**SUPPLIED PASSAGE:**
Stepwise Model Builder Example
In this example, the Stepwise Model Builder module is used to create a custom logistic regression model for predicting a credit standing outcome. This analysis tool is the next logical progression from the Weight of Evidence tool. We will use the output from the Weight of Evidence example where the CreditRisk.sta example data set was used to create WoE variables via a Statistica Enterprise analysis configuration. The resulting data spreadsheet, Credit Risk WoE.sta, can be found in the Statistica examples folder.
Starting the analysis. Open the Credit Risk WoE.sta data set, and start the Stepwise Model Builder module:
Ribbon bar. Select the Home tab. In the File group, click the Open arrow and from the menu, select Open Examples. The Open a Statistica Data File dialog box is displayed. Credit Risk WoE.sta is located in the Datasets folder. After opening the data set, select the Statistics tab. In the Advanced/Multivariate group, click Advanced Models and from the menu, select Stepwise Model Builder to display the Stepwise Model Builder Startup Panel.
Classic menus. On the File menu, select Open Examples to display the Open a Statistica Data File dialog box; Credit Risk WoE.sta is located in the Datasets folder. After opening the data set, from the Statistics - Advanced Linear/Nonlinear Models submenu, select Stepwise Model Builder to display the Stepwise Model Builder Startup Panel.
In the Variable Selection group box, click the Select variables button to display the variable selection dialog box. In the Dependent list, select Credit Standing. In the Continuous predictor list, select the variables labeled WoE, variables 16 through 28.
In the Weight of Evidence example, the predictor variables were recoded with weight of evidence values to maximize predictability of the logistic regression model. These recoded variables are used as inputs for this model.
Click the OK button to confirm the selected variables and close the dialog box. A dialog box is displayed that alerts you that a variable contains text labels when continuous data is expected. All the WoE variables use the numeric WoE value and show the grouping as text labels. The variable selection is correct and expected.
Click the Continue with current selection button to continue. The Stepwise Model Builder is updated with the variable selection and the variables are listed in the Marginal Analysis Variables pane.
In the Dependent (Y) Variable group box, the Bad code and Good code fields need updated. Double-click in the Bad code field to display the Values/Stats dialog box. Select Bad in the list.
Click OK to update this field and close the dialog box.
Repeat the process to enter Good in the Good code field.
Building the model. In the Run Marginal Analysis group box, click the Full sample button to begin building the logistic regression model. After processing, the Marginal Results Table will be updated with estimates and a p-value for variables in the predictive variable pool.

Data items
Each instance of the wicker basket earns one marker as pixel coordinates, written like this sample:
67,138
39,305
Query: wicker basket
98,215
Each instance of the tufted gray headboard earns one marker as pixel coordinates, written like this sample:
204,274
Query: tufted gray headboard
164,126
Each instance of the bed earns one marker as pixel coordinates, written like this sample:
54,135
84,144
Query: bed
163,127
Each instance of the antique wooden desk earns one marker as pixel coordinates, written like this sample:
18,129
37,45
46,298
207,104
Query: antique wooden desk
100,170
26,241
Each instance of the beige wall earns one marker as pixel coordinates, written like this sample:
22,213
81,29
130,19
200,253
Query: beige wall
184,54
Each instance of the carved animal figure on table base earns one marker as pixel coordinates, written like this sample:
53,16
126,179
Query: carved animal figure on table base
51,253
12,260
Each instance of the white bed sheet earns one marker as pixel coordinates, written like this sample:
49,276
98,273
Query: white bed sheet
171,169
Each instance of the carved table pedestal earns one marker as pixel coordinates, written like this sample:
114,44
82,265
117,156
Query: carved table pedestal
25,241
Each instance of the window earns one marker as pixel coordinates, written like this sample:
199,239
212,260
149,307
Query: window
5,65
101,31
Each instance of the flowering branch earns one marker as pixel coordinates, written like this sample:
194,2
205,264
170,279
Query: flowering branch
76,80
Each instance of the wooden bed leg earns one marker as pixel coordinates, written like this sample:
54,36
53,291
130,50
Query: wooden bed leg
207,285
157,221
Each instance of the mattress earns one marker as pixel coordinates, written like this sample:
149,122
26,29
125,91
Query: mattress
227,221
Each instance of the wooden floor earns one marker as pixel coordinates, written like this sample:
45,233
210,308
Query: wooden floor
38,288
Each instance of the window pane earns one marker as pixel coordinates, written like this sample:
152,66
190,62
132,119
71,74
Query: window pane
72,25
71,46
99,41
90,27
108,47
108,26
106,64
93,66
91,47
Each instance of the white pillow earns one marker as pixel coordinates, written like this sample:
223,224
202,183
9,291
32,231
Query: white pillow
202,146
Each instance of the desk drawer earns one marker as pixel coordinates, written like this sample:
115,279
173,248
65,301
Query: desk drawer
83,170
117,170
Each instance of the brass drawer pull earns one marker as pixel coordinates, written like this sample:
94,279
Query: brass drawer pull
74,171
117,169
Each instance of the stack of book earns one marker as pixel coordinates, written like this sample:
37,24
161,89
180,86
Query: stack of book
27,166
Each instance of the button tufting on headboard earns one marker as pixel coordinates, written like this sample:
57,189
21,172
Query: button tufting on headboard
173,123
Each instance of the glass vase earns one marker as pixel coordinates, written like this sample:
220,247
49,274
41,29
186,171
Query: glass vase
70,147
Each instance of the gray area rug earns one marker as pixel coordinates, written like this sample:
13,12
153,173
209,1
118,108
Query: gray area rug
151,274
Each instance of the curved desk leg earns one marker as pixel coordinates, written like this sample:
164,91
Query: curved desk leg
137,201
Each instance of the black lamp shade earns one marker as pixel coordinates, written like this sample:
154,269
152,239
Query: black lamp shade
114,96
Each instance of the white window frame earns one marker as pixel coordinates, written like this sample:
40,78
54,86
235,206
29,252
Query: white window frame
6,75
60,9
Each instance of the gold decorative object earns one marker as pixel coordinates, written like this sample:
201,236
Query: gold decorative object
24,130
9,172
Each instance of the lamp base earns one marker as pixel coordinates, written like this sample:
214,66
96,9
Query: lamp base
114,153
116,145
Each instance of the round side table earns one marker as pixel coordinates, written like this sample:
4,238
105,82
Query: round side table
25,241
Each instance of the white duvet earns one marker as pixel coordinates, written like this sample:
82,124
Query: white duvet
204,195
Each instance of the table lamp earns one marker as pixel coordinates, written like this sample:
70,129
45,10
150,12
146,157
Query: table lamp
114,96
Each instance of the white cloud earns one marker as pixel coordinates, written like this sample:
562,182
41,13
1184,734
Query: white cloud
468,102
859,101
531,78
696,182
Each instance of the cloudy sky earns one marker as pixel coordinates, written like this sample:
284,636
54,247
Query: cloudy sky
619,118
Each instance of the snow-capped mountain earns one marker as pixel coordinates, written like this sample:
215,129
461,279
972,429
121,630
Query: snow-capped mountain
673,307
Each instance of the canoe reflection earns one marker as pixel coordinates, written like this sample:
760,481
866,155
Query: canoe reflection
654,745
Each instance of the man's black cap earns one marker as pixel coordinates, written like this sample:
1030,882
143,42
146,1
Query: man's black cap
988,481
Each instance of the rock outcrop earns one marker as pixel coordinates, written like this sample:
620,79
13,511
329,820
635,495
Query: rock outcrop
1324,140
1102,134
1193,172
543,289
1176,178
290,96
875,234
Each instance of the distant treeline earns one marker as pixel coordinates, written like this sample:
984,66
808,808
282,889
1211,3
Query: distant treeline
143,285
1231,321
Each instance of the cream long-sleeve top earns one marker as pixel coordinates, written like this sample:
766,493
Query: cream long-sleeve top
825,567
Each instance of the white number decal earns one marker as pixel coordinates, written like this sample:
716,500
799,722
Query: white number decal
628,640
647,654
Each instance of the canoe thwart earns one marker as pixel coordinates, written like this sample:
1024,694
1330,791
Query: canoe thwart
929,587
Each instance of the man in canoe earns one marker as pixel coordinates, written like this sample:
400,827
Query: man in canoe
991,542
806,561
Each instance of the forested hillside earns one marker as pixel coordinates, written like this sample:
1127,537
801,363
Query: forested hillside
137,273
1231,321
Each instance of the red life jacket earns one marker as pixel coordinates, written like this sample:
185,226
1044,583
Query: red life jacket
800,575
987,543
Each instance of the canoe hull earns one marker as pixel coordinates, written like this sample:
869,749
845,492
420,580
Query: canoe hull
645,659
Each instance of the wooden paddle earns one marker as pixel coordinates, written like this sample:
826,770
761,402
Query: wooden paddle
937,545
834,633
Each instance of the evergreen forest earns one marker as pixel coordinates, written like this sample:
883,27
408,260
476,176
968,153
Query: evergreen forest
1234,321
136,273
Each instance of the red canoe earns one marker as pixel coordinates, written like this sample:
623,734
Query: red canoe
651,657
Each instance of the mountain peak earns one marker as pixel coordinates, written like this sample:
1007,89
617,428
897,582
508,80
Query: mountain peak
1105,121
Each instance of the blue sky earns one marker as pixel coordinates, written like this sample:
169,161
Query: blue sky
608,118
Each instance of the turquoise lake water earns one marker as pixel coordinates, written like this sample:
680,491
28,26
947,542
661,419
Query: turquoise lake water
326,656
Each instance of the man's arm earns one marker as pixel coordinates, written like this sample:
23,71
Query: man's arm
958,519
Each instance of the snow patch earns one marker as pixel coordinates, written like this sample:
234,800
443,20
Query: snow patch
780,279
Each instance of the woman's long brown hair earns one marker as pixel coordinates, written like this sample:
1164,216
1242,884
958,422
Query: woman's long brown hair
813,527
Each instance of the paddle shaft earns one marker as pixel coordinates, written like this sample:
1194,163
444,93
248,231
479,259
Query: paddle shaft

**EXERCISE TASKS:**
(a) Name every group box in the Stepwise Model Builder walkthrough that is explicitly called a "group box."
(b) Carry on the Stepwise Model Builder walkthrough from its last sentence.

**EXPECTED RESULTS:**
(a) Variable Selection, Dependent (Y) Variable, Run Marginal Analysis

(b)
From experience, it is expected that Checking Account would be an important variable in this model. In the results, this variable, WoE_Checking_Acct, is statistically significant.
In the Marginal Results Table, select WoE_Checking_Acct. Then, in the Add/Remove Model Variables group box, click the Add variable button.
The Intercept and variable, WoE_Checking_Acct, are added to the model and are displayed in the Model Results Table.
Next, in the Marginal Results group box, click the Marginal analysis button to output a spreadsheet for each remaining variable that can be added to the final model.
Following is the output for the variable WoE_Credit Hist. In this spreadsheet, we see the model parameter estimates and significance tests for the model that include the Intercept and WoE_Checking Acct from the current selected model and the potential variable to add, WoE_Credit Hist. This variable is statistically significant, p=0.000004. It must be considered for the final model.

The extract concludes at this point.